- **Extracted text**
--- START ---
Productivity has been nonstop in the office of Senator Sarauw. On the agenda, the Senator and her office established the Legislature’s first Stenographer Day, “Putting People to Work” Job Fair, which brought employers and job seekers together on various job opportunities on St.Thomas, created a book drive to replenish the public school libraries, and chaired the Committee of Workforce Development, Consumer Affairs and Culture, to name a few. Legislation continue to move forward as the Apprenticeship Bill, Straw Ban Bill, and a Resolution to honor Lorna L. Freeman would move successfully into law before the end of the Senator’s term in the 32nd Legislature. Bill No. 32-0308, which establishes the Division of Festivals under the Department of Tourism, would also hit the Governor’s desk for approval.
In an effort to revitalize tourism to the Territory, Senator Sarauw along with members of the Legislature traveled to Florida to attend the annual Seatrade Conference. While there, members were exposed to the latest information and trends in the cruise ship industry.
--- END ---
- **Information**
--- START ---
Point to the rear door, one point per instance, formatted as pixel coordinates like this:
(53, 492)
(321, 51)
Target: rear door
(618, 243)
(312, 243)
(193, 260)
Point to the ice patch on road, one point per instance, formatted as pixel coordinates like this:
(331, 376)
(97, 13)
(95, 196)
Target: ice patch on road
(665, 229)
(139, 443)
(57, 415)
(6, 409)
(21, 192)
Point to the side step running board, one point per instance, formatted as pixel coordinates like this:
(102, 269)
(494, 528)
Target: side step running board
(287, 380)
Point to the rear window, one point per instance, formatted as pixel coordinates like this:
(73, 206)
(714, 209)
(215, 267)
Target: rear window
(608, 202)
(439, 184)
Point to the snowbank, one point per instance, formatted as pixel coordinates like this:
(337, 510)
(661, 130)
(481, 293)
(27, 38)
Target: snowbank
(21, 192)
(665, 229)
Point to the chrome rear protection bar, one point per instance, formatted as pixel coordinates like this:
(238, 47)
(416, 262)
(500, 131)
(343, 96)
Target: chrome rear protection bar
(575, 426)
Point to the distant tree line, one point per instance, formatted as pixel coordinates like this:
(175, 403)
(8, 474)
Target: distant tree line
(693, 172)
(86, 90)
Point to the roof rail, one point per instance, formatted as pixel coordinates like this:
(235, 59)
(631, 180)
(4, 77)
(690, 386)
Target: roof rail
--- END ---
--- START ---
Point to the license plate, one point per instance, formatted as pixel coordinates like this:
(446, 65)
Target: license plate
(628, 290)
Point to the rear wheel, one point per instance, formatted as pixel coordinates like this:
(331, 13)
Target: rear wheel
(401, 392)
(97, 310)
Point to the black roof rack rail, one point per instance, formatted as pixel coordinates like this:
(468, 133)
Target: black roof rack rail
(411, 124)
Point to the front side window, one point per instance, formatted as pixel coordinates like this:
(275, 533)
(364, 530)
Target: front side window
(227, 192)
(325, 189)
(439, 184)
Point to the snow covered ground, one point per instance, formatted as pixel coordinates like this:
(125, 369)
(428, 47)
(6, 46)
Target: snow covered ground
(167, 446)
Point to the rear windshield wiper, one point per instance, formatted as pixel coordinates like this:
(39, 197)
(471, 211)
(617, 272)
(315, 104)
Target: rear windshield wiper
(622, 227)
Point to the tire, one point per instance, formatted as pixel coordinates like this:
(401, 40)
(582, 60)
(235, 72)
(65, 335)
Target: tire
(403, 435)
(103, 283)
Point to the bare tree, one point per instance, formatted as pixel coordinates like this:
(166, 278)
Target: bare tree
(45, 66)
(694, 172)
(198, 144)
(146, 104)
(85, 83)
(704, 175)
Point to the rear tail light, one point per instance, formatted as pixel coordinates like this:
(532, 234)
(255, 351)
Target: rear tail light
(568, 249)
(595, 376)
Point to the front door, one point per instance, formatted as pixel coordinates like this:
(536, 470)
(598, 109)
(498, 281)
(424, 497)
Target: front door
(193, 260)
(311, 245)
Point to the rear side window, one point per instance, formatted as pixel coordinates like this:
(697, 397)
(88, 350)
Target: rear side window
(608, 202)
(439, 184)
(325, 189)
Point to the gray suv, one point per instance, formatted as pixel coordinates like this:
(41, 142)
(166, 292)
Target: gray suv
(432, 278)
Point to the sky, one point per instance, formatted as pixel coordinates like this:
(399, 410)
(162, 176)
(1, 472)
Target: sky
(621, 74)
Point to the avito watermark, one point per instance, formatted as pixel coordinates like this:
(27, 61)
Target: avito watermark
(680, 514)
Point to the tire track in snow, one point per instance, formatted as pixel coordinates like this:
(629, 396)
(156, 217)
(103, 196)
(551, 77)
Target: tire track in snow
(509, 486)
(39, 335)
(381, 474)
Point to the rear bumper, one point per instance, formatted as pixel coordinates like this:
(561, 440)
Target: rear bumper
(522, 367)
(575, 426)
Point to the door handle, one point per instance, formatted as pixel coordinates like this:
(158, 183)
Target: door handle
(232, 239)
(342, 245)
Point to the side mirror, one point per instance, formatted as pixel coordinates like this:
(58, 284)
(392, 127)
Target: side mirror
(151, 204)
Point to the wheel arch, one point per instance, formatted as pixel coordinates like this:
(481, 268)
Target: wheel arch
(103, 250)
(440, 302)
--- END ---
- **Tasks**
1. From the passage on Senator Sarauw's office, extract the part that begins at the words "Productivity has been" and stops after "desk for approval.".
2. Summarize the passage on Senator Sarauw's office in two sentences.
3. Proceed with the passage on Senator Sarauw's office from the point where it stops.

- **Exercise answers**
1.
Productivity has been nonstop in the office of Senator Sarauw. On the agenda, the Senator and her office established the Legislature’s first Stenographer Day, “Putting People to Work” Job Fair, which brought employers and job seekers together on various job opportunities on St.Thomas, created a book drive to replenish the public school libraries, and chaired the Committee of Workforce Development, Consumer Affairs and Culture, to name a few. Legislation continue to move forward as the Apprenticeship Bill, Straw Ban Bill, and a Resolution to honor Lorna L. Freeman would move successfully into law before the end of the Senator’s term in the 32nd Legislature. Bill No. 32-0308, which establishes the Division of Festivals under the Department of Tourism, would also hit the Governor’s desk for approval.

2. Senator Sarauw's office established the Legislature's first Stenographer Day, held a job fair on St. Thomas, ran a book drive for public school libraries, and chaired the Committee of Workforce Development, Consumer Affairs and Culture, while bills such as the Apprenticeship Bill and Straw Ban Bill were set to become law. To help revitalize tourism, the Senator and other legislators attended the annual Seatrade Conference in Florida, where they learned the latest information and trends in the cruise ship industry.

3.
Back at the office, Senator Sarauw’s staff along with the Department of Education would continue preparation for one of the biggest events to be held later in the month. “Sounds of the Virgin Isles” would be a night to remember showcasing the talents of the visual and performing arts students in the Public School system.
Senator Sarauw started the month of February in a Committee of the Whole meeting addressing zoning request applications in the Territory, which became apparent certain guidelines needed to change. A positive step in the communication infrastructure was also in the works, as PR Wireless Sprint Affiliate also updated the Senator with their plans for restoration.
Throughout the month, the Senator would address concerns on loitering, National Guard’s pay, and issues brought on in the aftermath of Irma and Maria. Before the end of the month, the good Senator would also provide guidance to a set of young Democrats as an invited keynote speaker to a meeting held by the Virgin Islands Young Democrats organized in St. Croix.
We are getting there. One step at a time. However, did someone say Tsunami? With a failure to receive an alert, Virgin Islands residents would quickly be reminded of the Territory’s communications issues.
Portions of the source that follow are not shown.